*** Given data ***

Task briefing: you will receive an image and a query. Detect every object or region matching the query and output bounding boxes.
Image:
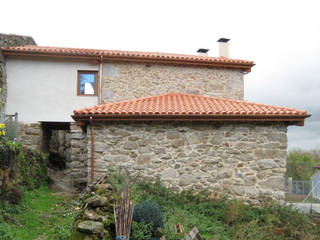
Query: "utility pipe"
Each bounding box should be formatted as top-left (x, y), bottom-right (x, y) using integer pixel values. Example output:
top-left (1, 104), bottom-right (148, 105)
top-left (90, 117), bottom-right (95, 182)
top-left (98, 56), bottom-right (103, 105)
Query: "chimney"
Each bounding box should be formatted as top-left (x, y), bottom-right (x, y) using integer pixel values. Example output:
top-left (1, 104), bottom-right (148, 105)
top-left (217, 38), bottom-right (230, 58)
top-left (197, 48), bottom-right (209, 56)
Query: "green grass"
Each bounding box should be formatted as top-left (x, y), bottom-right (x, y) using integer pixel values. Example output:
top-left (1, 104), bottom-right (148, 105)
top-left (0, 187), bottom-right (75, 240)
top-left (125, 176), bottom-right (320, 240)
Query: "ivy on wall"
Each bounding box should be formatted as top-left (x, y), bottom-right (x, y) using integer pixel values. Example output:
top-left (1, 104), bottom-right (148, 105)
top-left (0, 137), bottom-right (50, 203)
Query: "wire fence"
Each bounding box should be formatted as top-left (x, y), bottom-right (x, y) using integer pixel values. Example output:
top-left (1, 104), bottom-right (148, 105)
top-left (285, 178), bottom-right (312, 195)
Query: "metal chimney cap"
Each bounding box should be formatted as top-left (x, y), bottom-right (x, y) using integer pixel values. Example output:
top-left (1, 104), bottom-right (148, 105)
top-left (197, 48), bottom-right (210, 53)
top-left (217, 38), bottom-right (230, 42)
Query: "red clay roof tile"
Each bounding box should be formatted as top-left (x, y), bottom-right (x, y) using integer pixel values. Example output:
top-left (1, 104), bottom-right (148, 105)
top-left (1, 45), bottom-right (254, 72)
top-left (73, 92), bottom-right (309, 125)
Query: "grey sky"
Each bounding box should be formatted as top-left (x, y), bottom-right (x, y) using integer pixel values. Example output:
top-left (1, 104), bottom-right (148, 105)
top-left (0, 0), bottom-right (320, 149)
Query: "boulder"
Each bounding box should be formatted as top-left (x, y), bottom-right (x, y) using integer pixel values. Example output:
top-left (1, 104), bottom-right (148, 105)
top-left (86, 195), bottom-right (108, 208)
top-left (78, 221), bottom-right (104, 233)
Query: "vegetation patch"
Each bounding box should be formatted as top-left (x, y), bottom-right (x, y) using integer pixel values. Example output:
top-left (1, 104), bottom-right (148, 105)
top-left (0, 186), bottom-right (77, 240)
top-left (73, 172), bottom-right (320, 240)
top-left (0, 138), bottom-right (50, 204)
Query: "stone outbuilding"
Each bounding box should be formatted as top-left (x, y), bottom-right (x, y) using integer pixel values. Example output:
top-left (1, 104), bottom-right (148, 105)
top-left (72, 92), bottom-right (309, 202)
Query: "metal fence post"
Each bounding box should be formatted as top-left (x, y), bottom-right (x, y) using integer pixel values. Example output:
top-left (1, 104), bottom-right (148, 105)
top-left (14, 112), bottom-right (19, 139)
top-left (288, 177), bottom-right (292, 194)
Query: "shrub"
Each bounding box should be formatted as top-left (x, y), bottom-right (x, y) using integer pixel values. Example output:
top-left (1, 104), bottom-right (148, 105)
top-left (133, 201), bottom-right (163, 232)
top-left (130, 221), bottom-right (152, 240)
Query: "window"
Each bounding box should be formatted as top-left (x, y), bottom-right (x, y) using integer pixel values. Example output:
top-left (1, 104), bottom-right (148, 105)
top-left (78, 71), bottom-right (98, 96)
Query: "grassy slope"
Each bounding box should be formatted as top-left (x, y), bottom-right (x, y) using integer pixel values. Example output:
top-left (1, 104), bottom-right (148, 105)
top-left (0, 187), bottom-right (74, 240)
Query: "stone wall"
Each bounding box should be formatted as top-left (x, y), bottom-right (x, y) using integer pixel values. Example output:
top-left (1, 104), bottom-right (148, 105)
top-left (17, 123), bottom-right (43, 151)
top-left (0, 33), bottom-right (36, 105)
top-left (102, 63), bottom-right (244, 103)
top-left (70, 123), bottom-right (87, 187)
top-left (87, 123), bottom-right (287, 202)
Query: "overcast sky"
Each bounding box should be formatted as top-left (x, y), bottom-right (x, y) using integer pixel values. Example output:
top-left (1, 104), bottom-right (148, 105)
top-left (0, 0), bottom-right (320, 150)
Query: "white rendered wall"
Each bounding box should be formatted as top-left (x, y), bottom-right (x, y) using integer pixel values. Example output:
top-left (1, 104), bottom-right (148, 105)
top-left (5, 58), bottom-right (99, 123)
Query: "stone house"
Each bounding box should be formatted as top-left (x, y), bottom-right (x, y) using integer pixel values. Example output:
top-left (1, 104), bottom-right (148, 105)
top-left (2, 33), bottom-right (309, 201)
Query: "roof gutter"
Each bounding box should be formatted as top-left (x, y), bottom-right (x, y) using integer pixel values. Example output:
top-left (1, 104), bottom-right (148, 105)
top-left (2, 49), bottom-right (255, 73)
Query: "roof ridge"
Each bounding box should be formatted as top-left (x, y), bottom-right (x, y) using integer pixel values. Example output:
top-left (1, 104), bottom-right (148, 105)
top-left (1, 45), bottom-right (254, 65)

***

Written instruction:
Express all of the records above as a JSON list of strings, with one string per line and blank lines omitted. Leave the pictures out of the list.

In response:
[
  "Task briefing: you will receive an image and a query. Detect every object or region matching the query and output bounding boxes.",
  "Image:",
  "Query: \"utility pipe\"",
  "Each bounding box should be formatted as top-left (x, y), bottom-right (x, y) using integer pixel values. Example output:",
  "top-left (1, 104), bottom-right (148, 105)",
  "top-left (90, 117), bottom-right (95, 182)",
  "top-left (98, 56), bottom-right (103, 105)",
  "Query: \"chimney\"",
  "Each bounding box should be formatted as top-left (x, y), bottom-right (x, y) using integer pixel values. Example output:",
  "top-left (1, 104), bottom-right (148, 105)",
  "top-left (217, 38), bottom-right (230, 58)",
  "top-left (197, 48), bottom-right (209, 56)",
  "Query: \"green grass\"",
  "Each bounding box should be formatted as top-left (x, y), bottom-right (x, y) using integer pixel values. Example output:",
  "top-left (1, 104), bottom-right (148, 105)",
  "top-left (0, 187), bottom-right (75, 240)",
  "top-left (125, 176), bottom-right (320, 240)",
  "Query: \"ivy on wall\"",
  "Each bounding box should be formatted as top-left (x, y), bottom-right (x, y) using integer pixel values. Example output:",
  "top-left (1, 104), bottom-right (148, 105)",
  "top-left (0, 137), bottom-right (50, 203)",
  "Query: \"wire fence\"",
  "Each bounding box should be formatted as top-left (x, y), bottom-right (x, y) using integer pixel values. Example output:",
  "top-left (1, 104), bottom-right (148, 105)",
  "top-left (285, 178), bottom-right (312, 195)",
  "Query: \"metal chimney cap\"",
  "Each bounding box should be formatted as top-left (x, y), bottom-right (x, y) using integer pixel values. Example output:",
  "top-left (1, 104), bottom-right (148, 105)",
  "top-left (197, 48), bottom-right (210, 53)",
  "top-left (217, 38), bottom-right (230, 42)",
  "Query: \"red clay roof tile\"",
  "Each bounding box should be formatted as top-left (x, y), bottom-right (x, y) using integer pixel values. Example output:",
  "top-left (1, 104), bottom-right (148, 105)",
  "top-left (1, 45), bottom-right (254, 72)",
  "top-left (73, 92), bottom-right (309, 125)",
  "Query: \"grey sky\"",
  "Each bounding box should be formatted as top-left (x, y), bottom-right (x, y) using integer pixel values. Example output:",
  "top-left (1, 104), bottom-right (148, 105)",
  "top-left (0, 0), bottom-right (320, 149)",
  "Query: \"boulder\"",
  "Each bounding box should be formatted as top-left (x, y), bottom-right (x, y) using integer pixel values. Example output:",
  "top-left (1, 104), bottom-right (148, 105)",
  "top-left (86, 195), bottom-right (108, 208)",
  "top-left (78, 221), bottom-right (104, 233)",
  "Query: \"vegetation patch\"",
  "Each bounding box should be formatted as top-left (x, y), bottom-right (x, y) using integer pixel values. Example output:",
  "top-left (1, 104), bottom-right (148, 105)",
  "top-left (0, 186), bottom-right (77, 240)",
  "top-left (73, 172), bottom-right (320, 240)",
  "top-left (0, 138), bottom-right (50, 204)",
  "Query: \"stone outbuilding\"",
  "Each bounding box should be formatted as top-left (x, y), bottom-right (x, y) using integer pixel values. Example output:",
  "top-left (1, 104), bottom-right (148, 105)",
  "top-left (72, 92), bottom-right (309, 202)",
  "Query: \"metal fence post\"",
  "Each bounding box should be formatted as top-left (x, y), bottom-right (x, y) using integer pixel values. Example output:",
  "top-left (1, 104), bottom-right (148, 105)",
  "top-left (14, 112), bottom-right (19, 139)",
  "top-left (288, 177), bottom-right (292, 194)",
  "Query: \"shrub\"",
  "Each bounding box should be formatted as top-left (x, y), bottom-right (x, y) using integer pixel values. Example output:",
  "top-left (1, 104), bottom-right (148, 105)",
  "top-left (133, 201), bottom-right (163, 232)",
  "top-left (130, 221), bottom-right (152, 240)",
  "Query: \"window\"",
  "Each bounding box should be formatted as top-left (x, y), bottom-right (x, y) using integer pixel values. Example output:",
  "top-left (1, 104), bottom-right (148, 105)",
  "top-left (78, 71), bottom-right (98, 96)",
  "Query: \"grassy slope\"",
  "Each bounding box should be formatted as top-left (x, y), bottom-right (x, y) using integer pixel values. Example output:",
  "top-left (1, 104), bottom-right (148, 105)",
  "top-left (0, 187), bottom-right (74, 240)",
  "Query: \"stone wall\"",
  "Each bounding box should be formatted as top-left (x, y), bottom-right (x, y) using integer pixel values. Example output:",
  "top-left (1, 104), bottom-right (148, 105)",
  "top-left (17, 123), bottom-right (43, 151)",
  "top-left (0, 33), bottom-right (36, 105)",
  "top-left (102, 63), bottom-right (244, 103)",
  "top-left (70, 123), bottom-right (87, 187)",
  "top-left (87, 123), bottom-right (287, 202)",
  "Query: \"overcast sky\"",
  "Each bounding box should be formatted as top-left (x, y), bottom-right (x, y) using integer pixel values. Example output:",
  "top-left (1, 104), bottom-right (148, 105)",
  "top-left (0, 0), bottom-right (320, 150)",
  "Query: \"white rendered wall\"",
  "Each bounding box should be formatted as top-left (x, y), bottom-right (x, y) using integer pixel values. Example output:",
  "top-left (1, 104), bottom-right (148, 105)",
  "top-left (5, 58), bottom-right (99, 123)",
  "Query: \"stone house\"",
  "Each bounding box should be formatted as top-left (x, y), bottom-right (x, y) using integer pixel values. Example output:",
  "top-left (1, 104), bottom-right (148, 105)",
  "top-left (2, 33), bottom-right (309, 201)",
  "Query: \"roof gutter\"",
  "Each bounding box should be formatted as top-left (x, y), bottom-right (x, y) using integer pixel values. Example output:",
  "top-left (1, 104), bottom-right (148, 105)",
  "top-left (2, 49), bottom-right (255, 73)",
  "Query: \"roof ridge\"",
  "Each bounding box should be formatted as top-left (x, y), bottom-right (x, y) using integer pixel values. Example output:",
  "top-left (1, 104), bottom-right (148, 105)",
  "top-left (1, 45), bottom-right (254, 65)"
]